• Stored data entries

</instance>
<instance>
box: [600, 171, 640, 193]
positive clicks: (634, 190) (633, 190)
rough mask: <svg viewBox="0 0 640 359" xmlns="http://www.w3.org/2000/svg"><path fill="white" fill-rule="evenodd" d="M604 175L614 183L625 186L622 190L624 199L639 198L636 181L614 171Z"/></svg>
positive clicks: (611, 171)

• Exercise aim
From the line containing "box: [600, 171, 640, 193]" to the final line of the data above, transcribe every line exactly and nothing more.

• Answer section
box: [600, 171, 640, 193]
positive clicks: (634, 190) (633, 190)
rough mask: <svg viewBox="0 0 640 359" xmlns="http://www.w3.org/2000/svg"><path fill="white" fill-rule="evenodd" d="M604 175L614 183L625 186L622 190L624 199L639 198L636 181L614 171Z"/></svg>
positive clicks: (611, 171)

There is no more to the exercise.